**Exercise instructions**
Pull from the data below each line where the word "front" occurs, and copy it.

**Extracted data**
==========

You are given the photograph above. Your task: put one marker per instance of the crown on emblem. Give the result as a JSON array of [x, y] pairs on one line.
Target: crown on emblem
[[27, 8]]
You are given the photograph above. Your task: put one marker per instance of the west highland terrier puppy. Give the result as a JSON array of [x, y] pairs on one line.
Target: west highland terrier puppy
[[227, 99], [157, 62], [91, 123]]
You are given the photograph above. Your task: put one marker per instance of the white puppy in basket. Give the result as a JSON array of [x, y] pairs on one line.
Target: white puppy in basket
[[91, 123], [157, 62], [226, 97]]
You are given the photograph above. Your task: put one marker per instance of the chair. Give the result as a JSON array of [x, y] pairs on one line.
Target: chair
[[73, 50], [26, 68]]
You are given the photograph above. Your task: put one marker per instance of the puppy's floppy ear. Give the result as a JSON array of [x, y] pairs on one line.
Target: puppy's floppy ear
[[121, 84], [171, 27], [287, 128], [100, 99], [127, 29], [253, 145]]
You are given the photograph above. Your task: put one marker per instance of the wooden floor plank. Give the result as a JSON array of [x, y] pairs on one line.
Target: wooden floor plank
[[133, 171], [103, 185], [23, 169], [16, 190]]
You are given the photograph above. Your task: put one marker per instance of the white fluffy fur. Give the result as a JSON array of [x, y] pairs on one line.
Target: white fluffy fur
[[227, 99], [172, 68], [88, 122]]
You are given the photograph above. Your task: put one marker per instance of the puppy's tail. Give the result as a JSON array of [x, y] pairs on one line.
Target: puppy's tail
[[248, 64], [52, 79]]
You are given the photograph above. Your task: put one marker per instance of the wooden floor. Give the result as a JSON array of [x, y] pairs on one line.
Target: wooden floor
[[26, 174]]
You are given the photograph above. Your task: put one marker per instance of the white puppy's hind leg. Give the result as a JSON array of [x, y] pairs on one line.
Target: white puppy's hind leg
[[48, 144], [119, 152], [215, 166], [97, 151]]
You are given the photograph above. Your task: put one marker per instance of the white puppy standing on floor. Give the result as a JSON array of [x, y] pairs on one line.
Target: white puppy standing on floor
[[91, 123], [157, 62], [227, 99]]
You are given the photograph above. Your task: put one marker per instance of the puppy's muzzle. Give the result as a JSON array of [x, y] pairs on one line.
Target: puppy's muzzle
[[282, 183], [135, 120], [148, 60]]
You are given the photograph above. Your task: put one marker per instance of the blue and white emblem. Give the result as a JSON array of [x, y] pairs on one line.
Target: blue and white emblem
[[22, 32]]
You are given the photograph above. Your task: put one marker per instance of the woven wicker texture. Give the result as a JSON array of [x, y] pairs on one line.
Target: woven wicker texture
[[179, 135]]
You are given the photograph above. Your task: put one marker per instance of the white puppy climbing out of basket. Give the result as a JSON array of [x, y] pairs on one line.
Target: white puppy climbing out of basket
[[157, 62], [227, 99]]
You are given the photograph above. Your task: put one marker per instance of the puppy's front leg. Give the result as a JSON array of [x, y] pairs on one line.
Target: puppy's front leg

==========

**Response for this exercise**
You are given the photograph above. Your task: put one marker per instance of the puppy's front leg. Give the result as a JSON array of [x, y] pairs on one line.
Target: puppy's front leg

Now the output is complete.